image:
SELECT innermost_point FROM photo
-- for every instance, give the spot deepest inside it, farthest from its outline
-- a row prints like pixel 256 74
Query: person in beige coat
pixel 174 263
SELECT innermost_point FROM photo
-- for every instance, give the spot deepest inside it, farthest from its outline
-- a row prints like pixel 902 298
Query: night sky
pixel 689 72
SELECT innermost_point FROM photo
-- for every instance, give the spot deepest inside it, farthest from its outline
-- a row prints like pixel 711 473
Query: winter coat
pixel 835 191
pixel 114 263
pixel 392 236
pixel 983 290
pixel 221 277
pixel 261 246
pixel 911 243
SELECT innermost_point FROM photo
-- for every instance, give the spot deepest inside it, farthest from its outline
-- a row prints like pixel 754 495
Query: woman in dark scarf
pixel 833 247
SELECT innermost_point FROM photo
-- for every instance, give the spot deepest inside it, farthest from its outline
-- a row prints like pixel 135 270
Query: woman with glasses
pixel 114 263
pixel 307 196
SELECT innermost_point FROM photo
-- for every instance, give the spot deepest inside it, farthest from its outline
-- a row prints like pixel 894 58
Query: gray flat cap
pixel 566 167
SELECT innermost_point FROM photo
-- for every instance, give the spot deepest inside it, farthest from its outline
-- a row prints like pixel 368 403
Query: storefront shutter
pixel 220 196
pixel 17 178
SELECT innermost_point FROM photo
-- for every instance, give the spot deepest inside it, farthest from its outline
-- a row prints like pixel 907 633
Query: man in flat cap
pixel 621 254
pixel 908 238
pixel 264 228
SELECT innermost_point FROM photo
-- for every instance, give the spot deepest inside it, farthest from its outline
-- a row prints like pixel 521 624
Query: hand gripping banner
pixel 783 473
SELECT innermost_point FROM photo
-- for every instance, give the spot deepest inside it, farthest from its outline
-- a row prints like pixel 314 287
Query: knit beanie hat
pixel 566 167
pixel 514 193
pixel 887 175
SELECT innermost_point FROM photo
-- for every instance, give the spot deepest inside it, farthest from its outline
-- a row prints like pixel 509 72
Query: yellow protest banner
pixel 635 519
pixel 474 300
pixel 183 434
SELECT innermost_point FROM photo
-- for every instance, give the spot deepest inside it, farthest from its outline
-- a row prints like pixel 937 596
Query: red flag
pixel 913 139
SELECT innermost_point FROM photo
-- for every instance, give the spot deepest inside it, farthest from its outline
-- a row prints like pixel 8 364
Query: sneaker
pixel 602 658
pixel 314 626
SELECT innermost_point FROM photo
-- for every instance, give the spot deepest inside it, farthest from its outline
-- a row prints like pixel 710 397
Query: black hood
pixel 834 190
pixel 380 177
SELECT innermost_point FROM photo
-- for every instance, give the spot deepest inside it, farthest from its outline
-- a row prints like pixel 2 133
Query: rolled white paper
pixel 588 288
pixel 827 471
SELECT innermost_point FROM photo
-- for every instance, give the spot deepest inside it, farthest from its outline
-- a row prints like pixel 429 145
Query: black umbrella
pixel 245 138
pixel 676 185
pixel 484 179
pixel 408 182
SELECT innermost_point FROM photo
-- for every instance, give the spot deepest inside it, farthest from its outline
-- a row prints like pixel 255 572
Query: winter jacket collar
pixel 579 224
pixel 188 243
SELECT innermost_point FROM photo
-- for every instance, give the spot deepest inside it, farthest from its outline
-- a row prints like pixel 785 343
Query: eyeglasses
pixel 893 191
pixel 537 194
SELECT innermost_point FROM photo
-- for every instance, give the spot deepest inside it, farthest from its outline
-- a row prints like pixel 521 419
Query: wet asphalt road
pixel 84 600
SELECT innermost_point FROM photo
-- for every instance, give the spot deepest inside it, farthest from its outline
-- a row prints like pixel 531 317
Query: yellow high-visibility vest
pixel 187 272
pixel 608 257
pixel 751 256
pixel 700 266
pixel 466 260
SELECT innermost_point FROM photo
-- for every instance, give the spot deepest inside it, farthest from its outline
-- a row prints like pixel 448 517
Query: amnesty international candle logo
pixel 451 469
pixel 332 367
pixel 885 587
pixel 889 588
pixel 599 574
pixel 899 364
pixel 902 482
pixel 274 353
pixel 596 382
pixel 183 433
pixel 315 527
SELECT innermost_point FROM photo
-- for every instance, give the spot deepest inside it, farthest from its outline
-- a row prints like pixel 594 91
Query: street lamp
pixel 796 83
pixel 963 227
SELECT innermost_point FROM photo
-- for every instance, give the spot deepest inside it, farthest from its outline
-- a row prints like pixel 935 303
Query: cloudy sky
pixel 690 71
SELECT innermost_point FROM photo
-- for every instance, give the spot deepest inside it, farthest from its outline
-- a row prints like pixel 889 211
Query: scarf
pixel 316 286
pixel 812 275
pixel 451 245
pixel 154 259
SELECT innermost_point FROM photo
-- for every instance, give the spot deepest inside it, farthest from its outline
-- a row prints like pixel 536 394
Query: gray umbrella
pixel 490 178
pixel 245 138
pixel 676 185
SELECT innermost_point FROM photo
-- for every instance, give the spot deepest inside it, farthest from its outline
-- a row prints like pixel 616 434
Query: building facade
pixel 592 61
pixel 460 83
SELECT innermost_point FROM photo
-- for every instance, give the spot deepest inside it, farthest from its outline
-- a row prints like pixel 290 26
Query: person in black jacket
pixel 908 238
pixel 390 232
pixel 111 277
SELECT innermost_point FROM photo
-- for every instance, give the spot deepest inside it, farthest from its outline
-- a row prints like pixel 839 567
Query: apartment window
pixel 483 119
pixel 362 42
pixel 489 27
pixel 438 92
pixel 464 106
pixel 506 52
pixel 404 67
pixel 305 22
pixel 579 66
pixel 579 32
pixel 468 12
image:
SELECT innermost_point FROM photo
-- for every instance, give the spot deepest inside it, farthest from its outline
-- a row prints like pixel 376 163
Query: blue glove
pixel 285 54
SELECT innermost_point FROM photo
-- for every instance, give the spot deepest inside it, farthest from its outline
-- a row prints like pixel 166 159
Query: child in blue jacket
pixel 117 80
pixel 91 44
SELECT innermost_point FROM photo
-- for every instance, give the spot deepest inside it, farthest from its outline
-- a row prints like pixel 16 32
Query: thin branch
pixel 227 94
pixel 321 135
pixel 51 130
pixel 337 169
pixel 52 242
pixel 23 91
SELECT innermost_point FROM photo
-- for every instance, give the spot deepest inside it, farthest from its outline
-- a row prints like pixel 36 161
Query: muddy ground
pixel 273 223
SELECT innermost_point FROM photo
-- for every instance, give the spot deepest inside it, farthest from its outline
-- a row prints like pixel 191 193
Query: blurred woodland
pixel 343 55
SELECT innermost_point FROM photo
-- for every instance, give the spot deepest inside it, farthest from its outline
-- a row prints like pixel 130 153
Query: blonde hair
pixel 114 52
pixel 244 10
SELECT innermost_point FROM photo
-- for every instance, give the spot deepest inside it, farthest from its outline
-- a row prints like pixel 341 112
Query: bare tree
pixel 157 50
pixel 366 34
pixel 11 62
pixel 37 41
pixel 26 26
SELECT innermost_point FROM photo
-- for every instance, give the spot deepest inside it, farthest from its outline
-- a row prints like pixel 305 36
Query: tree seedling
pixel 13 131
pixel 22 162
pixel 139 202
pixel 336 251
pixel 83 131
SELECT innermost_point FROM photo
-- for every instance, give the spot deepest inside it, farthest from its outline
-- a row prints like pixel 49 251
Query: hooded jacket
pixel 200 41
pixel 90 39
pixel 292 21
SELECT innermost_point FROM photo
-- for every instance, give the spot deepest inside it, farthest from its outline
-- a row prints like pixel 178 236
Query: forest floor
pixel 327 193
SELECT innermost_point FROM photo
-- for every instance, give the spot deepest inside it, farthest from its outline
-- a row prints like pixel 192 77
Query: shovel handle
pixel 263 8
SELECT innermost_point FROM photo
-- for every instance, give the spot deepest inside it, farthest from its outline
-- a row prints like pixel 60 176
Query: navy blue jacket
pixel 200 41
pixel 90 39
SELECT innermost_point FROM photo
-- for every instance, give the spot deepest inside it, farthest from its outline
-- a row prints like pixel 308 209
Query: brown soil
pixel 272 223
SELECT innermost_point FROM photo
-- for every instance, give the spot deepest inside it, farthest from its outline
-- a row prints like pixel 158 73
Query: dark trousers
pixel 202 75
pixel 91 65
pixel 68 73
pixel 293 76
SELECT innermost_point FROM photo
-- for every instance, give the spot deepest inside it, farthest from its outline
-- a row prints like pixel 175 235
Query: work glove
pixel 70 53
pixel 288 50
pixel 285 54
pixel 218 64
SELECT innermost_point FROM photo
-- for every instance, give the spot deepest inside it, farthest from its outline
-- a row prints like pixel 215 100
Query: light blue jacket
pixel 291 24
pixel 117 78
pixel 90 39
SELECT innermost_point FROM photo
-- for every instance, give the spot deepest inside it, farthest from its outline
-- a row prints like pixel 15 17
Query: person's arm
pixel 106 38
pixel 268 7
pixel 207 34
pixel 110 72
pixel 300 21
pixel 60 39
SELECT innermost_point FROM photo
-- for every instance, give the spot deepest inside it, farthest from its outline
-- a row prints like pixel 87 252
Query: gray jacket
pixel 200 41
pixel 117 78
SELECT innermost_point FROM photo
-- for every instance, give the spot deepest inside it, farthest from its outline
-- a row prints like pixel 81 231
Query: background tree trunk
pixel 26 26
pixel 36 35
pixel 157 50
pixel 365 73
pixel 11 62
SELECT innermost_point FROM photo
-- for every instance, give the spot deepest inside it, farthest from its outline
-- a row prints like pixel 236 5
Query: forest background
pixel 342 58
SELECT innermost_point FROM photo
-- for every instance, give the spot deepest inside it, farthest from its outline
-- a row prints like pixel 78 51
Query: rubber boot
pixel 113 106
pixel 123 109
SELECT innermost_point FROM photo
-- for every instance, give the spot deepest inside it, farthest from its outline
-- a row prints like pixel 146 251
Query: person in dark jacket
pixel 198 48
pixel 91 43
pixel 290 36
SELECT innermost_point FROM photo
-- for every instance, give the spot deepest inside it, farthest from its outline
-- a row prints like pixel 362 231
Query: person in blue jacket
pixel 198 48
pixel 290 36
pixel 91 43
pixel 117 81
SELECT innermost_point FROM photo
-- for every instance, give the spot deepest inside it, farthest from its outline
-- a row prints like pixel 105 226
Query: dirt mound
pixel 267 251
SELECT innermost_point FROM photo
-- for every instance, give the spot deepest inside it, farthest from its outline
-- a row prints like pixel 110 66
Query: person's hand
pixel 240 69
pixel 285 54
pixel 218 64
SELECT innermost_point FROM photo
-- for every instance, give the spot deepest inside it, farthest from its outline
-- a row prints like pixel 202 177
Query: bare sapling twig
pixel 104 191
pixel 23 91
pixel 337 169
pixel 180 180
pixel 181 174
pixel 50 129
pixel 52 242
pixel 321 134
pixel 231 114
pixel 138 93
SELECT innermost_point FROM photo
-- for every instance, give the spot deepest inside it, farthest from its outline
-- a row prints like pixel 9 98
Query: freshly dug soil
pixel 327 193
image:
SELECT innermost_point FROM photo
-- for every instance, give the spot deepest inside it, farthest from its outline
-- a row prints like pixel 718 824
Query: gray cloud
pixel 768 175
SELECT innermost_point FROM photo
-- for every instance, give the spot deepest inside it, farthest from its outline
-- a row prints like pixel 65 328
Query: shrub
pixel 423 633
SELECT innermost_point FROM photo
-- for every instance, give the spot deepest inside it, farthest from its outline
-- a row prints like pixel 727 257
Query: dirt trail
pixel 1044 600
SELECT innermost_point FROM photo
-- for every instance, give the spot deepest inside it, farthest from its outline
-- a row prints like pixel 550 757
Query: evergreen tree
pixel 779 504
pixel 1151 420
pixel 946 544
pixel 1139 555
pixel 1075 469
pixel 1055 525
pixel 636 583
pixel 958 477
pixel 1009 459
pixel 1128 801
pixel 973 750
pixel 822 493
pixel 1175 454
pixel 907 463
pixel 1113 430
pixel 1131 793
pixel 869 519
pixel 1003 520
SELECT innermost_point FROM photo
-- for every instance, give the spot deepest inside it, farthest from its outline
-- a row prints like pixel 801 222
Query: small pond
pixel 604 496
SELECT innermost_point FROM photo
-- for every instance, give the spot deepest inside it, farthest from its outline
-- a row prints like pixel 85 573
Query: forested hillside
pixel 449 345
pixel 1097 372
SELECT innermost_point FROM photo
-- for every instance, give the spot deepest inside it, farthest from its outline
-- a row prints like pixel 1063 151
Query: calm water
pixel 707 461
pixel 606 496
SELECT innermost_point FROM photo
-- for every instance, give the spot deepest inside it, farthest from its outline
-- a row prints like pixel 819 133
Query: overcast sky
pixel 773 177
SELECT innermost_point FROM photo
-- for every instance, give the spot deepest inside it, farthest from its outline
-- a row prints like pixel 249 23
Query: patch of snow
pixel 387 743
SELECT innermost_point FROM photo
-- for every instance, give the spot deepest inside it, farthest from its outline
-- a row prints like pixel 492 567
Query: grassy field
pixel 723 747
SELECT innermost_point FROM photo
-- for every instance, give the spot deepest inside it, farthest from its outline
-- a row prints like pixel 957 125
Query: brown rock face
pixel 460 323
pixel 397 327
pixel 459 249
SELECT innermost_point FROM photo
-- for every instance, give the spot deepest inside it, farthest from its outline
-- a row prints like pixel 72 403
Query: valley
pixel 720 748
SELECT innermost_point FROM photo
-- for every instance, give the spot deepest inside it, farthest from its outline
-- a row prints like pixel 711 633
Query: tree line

========

Could you lay out the lines above as a numbered list, beginning with the very first line and stopping after the one that contains "pixel 689 72"? Leave out any blank lines.

## [THE ANSWER]
1. image:
2. SELECT innermost_point FROM photo
3. -- for every instance, give the spot deepest inside it, farthest from its outline
4. -- a row prints like pixel 256 74
5. Query: person in beige coat
6. pixel 174 263
7. SELECT innermost_point FROM photo
8. -- for every instance, give the spot deepest inside it, farthest from its outline
9. -- a row prints like pixel 902 298
10. Query: night sky
11. pixel 689 72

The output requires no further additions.